--- Begin Data shown ---
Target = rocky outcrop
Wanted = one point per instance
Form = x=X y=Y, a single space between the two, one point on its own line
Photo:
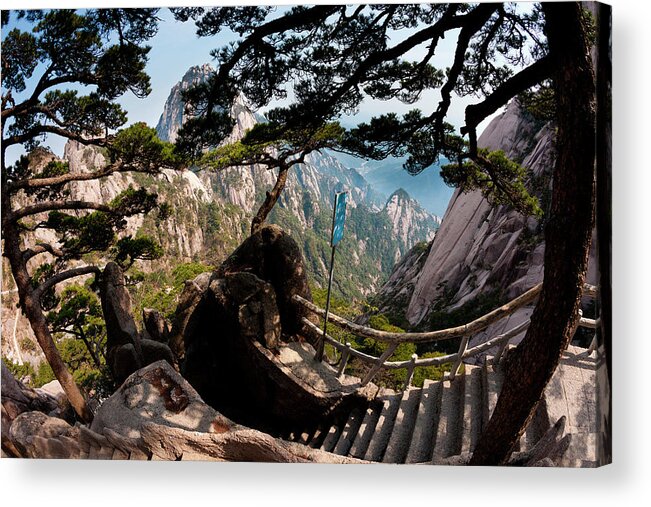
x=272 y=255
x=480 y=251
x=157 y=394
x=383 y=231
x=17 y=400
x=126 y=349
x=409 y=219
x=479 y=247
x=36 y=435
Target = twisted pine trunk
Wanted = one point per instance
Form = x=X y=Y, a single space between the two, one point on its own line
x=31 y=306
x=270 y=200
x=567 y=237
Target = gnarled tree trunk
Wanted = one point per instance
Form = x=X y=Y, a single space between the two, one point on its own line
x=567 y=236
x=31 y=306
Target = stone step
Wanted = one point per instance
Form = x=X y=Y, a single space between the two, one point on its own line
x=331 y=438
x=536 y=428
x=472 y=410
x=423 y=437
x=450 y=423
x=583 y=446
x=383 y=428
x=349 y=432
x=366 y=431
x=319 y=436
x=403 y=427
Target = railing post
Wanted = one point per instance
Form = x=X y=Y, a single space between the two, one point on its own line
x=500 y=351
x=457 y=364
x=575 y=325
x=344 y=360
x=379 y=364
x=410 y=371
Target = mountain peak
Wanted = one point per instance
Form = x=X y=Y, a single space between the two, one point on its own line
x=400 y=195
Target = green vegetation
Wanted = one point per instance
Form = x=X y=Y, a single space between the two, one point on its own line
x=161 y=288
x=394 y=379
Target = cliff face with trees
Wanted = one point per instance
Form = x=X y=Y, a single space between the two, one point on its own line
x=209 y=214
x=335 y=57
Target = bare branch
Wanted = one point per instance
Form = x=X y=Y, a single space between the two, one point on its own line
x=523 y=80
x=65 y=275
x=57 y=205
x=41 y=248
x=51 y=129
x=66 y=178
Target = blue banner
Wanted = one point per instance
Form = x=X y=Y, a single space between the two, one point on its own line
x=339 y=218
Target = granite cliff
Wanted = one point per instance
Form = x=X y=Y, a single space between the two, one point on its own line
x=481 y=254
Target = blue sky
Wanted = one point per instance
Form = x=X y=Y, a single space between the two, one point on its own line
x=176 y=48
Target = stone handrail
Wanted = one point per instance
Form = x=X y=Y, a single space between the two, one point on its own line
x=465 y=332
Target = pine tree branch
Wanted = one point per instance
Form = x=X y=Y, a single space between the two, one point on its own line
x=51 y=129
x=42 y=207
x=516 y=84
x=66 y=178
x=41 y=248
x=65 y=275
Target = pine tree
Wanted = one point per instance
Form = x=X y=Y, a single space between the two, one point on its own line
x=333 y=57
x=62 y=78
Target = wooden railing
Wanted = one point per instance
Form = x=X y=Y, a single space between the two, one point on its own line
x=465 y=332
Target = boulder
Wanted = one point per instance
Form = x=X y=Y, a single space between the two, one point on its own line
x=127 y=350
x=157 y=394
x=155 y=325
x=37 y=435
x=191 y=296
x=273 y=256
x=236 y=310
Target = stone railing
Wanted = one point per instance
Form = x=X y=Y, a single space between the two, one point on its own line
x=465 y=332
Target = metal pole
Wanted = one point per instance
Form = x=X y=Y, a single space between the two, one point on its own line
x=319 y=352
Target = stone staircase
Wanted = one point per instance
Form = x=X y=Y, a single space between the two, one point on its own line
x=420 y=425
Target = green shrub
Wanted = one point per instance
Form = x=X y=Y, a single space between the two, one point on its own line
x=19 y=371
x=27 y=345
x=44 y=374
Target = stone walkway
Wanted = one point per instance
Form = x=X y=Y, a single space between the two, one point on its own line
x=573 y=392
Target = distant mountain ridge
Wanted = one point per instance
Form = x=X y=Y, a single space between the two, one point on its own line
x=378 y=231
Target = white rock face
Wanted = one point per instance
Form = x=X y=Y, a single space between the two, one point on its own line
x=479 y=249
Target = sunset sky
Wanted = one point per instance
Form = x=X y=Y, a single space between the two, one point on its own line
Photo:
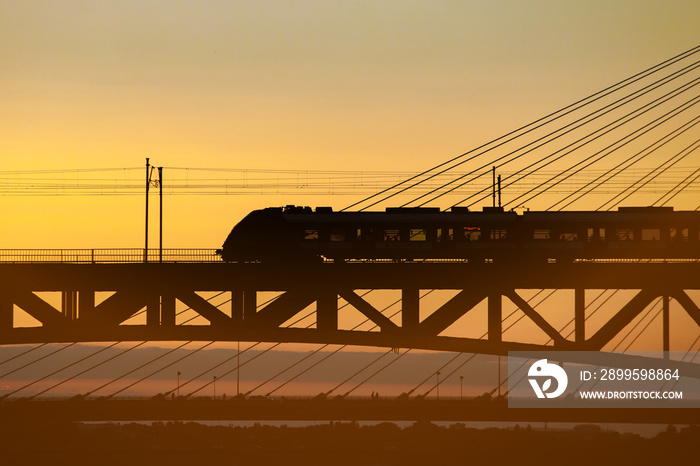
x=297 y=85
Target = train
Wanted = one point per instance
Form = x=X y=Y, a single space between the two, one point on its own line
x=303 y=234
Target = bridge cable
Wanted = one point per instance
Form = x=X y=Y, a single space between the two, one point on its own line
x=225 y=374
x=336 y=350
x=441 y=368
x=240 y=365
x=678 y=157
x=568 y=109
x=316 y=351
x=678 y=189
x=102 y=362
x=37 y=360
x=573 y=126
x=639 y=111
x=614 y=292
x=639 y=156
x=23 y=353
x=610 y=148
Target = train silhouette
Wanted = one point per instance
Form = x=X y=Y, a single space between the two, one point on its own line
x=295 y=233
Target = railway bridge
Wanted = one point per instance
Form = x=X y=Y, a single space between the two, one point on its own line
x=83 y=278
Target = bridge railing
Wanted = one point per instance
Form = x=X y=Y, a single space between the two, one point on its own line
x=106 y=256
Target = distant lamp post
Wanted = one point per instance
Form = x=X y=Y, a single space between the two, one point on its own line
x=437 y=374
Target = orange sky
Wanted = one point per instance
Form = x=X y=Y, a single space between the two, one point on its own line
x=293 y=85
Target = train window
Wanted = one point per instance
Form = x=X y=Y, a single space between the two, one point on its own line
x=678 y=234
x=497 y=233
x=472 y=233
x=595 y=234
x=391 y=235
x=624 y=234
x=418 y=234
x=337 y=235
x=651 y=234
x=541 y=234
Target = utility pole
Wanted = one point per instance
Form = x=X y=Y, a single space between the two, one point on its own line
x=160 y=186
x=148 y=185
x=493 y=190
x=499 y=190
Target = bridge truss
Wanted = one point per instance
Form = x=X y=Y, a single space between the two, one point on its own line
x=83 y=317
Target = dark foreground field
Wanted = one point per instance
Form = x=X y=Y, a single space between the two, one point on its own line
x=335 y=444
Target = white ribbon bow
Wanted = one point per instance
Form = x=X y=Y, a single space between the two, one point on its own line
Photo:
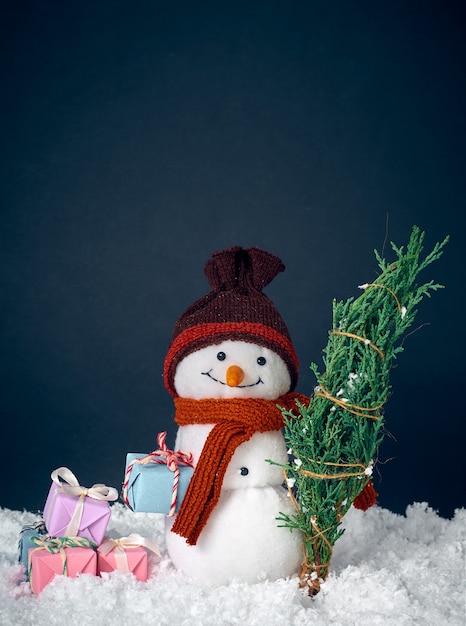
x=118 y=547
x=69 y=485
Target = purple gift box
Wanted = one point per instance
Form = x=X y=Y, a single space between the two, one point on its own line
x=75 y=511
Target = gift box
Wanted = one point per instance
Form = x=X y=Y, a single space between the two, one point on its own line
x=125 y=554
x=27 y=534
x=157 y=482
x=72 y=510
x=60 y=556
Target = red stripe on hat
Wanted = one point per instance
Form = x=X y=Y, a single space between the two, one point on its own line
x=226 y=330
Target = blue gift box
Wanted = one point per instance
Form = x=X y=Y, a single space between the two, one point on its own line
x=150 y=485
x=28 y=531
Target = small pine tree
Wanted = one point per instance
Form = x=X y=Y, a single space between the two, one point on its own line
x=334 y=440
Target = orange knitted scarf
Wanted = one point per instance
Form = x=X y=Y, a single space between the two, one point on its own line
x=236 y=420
--- End Data shown ---
Exercise task:
Reproduce the listing verbatim, everything from the line containing "Target = distant mountain ridge" down to the line containing "x=378 y=231", both of those lines included.

The response:
Target = distant mountain ridge
Wanted = one point per instance
Form = x=X y=Y, a single space between the two, one point on its own line
x=378 y=231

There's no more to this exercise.